# Problem to work on
Reproduce each entry below exactly, without omitting any.

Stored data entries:
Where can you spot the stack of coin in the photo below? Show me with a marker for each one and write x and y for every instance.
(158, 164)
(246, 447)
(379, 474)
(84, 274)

# Response
Where can you spot the stack of coin in the photo below? Show me with a marker for each one and write x and y for every instance.
(158, 164)
(246, 447)
(379, 474)
(84, 274)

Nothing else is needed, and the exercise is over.